_WORK REQUIRED_.
Please report how many lines of the listing below contain the string "trousers". Give only the number.
--- start of INFORMATION GIVEN ---
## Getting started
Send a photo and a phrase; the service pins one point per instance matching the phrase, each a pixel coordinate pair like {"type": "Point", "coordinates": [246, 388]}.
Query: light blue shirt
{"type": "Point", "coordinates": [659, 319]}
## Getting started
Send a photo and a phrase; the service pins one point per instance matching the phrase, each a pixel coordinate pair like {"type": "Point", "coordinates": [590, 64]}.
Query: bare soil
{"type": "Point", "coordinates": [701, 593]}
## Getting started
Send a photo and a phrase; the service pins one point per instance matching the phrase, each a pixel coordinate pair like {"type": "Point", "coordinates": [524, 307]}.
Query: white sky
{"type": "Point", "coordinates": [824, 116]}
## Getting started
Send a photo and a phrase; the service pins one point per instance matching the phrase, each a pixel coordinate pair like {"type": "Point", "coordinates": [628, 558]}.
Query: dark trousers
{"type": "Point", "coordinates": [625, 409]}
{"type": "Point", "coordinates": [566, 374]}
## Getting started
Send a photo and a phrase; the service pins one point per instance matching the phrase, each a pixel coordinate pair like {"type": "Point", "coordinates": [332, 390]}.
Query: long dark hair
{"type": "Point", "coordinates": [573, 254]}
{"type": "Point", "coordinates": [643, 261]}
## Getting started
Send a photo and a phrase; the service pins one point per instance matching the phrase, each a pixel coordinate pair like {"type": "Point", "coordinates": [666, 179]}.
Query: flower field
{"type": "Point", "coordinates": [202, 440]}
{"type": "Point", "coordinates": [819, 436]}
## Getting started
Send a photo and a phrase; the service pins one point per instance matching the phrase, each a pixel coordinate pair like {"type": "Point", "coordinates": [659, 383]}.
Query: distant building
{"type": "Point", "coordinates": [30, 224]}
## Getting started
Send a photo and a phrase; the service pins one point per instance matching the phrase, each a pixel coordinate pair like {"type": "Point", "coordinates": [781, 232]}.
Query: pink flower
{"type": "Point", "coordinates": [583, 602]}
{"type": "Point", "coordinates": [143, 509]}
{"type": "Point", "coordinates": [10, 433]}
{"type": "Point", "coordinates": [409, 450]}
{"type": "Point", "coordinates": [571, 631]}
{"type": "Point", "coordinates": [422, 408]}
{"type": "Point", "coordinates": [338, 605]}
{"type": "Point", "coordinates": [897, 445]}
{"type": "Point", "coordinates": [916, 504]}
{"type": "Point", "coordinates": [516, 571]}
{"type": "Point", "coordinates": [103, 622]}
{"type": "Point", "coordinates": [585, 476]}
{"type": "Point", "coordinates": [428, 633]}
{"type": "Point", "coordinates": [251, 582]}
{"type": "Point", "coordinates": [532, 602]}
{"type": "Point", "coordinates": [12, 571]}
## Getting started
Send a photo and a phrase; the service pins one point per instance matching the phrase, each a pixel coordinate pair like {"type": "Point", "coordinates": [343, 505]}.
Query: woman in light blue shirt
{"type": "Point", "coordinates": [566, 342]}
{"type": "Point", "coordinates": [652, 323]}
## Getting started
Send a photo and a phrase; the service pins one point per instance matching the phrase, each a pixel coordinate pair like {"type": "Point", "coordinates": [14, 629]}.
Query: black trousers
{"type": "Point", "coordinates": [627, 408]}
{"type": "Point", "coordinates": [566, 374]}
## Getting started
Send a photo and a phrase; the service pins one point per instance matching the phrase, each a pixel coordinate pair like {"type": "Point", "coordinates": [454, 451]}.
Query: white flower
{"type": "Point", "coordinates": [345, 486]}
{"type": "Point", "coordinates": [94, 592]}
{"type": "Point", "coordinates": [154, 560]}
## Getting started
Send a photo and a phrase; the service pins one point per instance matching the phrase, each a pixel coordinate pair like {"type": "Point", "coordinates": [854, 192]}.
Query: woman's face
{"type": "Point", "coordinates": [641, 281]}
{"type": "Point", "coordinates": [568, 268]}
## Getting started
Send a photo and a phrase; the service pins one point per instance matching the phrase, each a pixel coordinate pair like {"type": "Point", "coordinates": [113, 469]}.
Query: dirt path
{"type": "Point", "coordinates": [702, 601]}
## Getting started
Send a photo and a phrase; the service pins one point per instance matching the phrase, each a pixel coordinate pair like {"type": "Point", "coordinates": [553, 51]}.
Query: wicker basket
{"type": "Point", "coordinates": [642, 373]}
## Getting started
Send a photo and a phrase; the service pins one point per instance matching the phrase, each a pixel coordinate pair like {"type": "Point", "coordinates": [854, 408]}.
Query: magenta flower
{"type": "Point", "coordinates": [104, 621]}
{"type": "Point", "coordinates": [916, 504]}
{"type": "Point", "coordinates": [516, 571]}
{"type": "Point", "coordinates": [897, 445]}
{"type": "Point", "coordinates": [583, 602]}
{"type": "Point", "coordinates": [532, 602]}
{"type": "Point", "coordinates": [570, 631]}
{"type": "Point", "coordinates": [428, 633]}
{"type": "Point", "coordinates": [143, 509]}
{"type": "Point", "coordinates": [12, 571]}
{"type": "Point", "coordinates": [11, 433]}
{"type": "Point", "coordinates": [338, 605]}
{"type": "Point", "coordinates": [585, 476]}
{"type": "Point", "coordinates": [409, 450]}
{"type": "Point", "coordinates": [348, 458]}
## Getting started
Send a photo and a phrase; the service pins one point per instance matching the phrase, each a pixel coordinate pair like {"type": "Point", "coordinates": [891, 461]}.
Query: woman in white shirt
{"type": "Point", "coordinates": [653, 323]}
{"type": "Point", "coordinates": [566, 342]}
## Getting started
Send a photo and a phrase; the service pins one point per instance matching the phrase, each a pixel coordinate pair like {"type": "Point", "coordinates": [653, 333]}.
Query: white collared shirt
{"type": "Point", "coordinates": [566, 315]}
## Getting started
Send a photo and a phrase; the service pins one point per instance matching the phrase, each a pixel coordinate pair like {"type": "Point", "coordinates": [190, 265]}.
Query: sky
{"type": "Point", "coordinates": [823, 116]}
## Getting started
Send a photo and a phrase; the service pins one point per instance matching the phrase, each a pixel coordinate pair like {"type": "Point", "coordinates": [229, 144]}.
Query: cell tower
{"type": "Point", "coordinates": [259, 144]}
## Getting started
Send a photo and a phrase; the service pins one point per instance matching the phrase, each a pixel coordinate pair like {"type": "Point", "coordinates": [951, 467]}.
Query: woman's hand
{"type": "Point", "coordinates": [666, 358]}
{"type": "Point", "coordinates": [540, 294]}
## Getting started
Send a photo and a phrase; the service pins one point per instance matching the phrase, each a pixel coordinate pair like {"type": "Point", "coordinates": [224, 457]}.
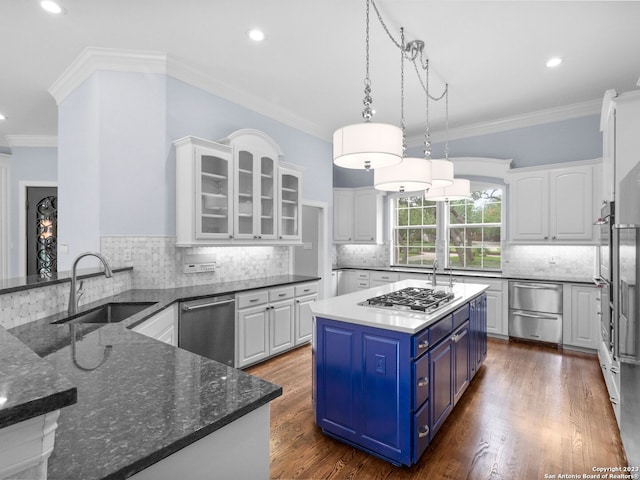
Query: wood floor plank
{"type": "Point", "coordinates": [530, 411]}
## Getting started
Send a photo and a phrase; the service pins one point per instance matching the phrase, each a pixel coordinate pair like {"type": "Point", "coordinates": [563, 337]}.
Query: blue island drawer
{"type": "Point", "coordinates": [440, 330]}
{"type": "Point", "coordinates": [460, 316]}
{"type": "Point", "coordinates": [420, 381]}
{"type": "Point", "coordinates": [420, 343]}
{"type": "Point", "coordinates": [420, 431]}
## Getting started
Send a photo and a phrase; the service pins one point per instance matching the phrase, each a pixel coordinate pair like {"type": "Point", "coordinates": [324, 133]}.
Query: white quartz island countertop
{"type": "Point", "coordinates": [346, 308]}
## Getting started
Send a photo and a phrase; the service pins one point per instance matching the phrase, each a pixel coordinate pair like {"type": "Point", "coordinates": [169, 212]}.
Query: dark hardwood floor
{"type": "Point", "coordinates": [530, 411]}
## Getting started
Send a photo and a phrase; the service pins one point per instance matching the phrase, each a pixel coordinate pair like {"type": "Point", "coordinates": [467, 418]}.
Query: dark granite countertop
{"type": "Point", "coordinates": [19, 284]}
{"type": "Point", "coordinates": [476, 273]}
{"type": "Point", "coordinates": [138, 400]}
{"type": "Point", "coordinates": [29, 387]}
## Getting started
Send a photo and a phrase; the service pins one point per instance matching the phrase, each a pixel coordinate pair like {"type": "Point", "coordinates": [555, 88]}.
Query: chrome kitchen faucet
{"type": "Point", "coordinates": [73, 294]}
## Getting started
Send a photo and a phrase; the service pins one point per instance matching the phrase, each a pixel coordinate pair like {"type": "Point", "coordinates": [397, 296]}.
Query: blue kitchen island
{"type": "Point", "coordinates": [386, 377]}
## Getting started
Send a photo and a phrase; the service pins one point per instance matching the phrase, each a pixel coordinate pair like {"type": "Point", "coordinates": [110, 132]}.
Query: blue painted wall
{"type": "Point", "coordinates": [28, 164]}
{"type": "Point", "coordinates": [557, 142]}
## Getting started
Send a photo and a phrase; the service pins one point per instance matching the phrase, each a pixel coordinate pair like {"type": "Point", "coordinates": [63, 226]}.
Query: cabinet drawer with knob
{"type": "Point", "coordinates": [277, 294]}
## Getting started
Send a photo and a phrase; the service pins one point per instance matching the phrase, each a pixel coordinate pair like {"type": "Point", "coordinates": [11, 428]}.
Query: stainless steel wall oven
{"type": "Point", "coordinates": [606, 273]}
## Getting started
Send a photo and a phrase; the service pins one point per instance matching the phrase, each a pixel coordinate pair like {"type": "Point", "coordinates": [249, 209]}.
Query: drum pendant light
{"type": "Point", "coordinates": [367, 145]}
{"type": "Point", "coordinates": [412, 174]}
{"type": "Point", "coordinates": [458, 190]}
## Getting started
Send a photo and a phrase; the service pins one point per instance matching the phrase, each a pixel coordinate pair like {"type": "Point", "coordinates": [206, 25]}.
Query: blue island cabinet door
{"type": "Point", "coordinates": [386, 397]}
{"type": "Point", "coordinates": [441, 361]}
{"type": "Point", "coordinates": [363, 388]}
{"type": "Point", "coordinates": [338, 375]}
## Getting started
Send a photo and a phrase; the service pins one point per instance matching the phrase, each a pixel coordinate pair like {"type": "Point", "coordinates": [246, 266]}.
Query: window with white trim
{"type": "Point", "coordinates": [470, 231]}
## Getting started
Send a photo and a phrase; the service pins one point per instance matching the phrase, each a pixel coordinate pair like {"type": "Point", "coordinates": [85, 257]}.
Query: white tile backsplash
{"type": "Point", "coordinates": [361, 256]}
{"type": "Point", "coordinates": [158, 263]}
{"type": "Point", "coordinates": [569, 261]}
{"type": "Point", "coordinates": [18, 308]}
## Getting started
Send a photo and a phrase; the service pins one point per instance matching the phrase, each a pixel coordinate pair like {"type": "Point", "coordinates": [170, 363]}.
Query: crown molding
{"type": "Point", "coordinates": [93, 59]}
{"type": "Point", "coordinates": [481, 166]}
{"type": "Point", "coordinates": [196, 78]}
{"type": "Point", "coordinates": [32, 140]}
{"type": "Point", "coordinates": [557, 114]}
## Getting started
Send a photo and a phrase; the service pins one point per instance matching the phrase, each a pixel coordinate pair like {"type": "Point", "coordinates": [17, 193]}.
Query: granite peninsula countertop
{"type": "Point", "coordinates": [348, 308]}
{"type": "Point", "coordinates": [534, 277]}
{"type": "Point", "coordinates": [138, 400]}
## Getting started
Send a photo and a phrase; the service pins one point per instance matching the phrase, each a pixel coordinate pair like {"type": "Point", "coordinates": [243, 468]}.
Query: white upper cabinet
{"type": "Point", "coordinates": [529, 206]}
{"type": "Point", "coordinates": [289, 206]}
{"type": "Point", "coordinates": [554, 204]}
{"type": "Point", "coordinates": [343, 215]}
{"type": "Point", "coordinates": [357, 215]}
{"type": "Point", "coordinates": [256, 161]}
{"type": "Point", "coordinates": [236, 191]}
{"type": "Point", "coordinates": [204, 191]}
{"type": "Point", "coordinates": [620, 124]}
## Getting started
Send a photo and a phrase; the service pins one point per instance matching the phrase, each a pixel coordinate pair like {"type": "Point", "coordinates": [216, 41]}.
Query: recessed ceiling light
{"type": "Point", "coordinates": [256, 35]}
{"type": "Point", "coordinates": [52, 7]}
{"type": "Point", "coordinates": [554, 62]}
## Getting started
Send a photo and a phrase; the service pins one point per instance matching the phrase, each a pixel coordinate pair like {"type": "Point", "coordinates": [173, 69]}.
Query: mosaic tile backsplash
{"type": "Point", "coordinates": [158, 263]}
{"type": "Point", "coordinates": [572, 261]}
{"type": "Point", "coordinates": [22, 307]}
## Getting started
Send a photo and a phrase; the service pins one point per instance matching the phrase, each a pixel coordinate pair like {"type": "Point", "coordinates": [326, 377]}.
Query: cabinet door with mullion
{"type": "Point", "coordinates": [289, 206]}
{"type": "Point", "coordinates": [255, 194]}
{"type": "Point", "coordinates": [214, 194]}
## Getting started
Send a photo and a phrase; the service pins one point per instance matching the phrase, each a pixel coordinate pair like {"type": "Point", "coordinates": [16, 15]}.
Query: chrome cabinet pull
{"type": "Point", "coordinates": [188, 308]}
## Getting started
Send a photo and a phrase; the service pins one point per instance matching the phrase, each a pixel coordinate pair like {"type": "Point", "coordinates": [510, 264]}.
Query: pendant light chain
{"type": "Point", "coordinates": [427, 132]}
{"type": "Point", "coordinates": [446, 123]}
{"type": "Point", "coordinates": [367, 113]}
{"type": "Point", "coordinates": [402, 124]}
--- end of INFORMATION GIVEN ---
_WRITTEN ANSWER_.
2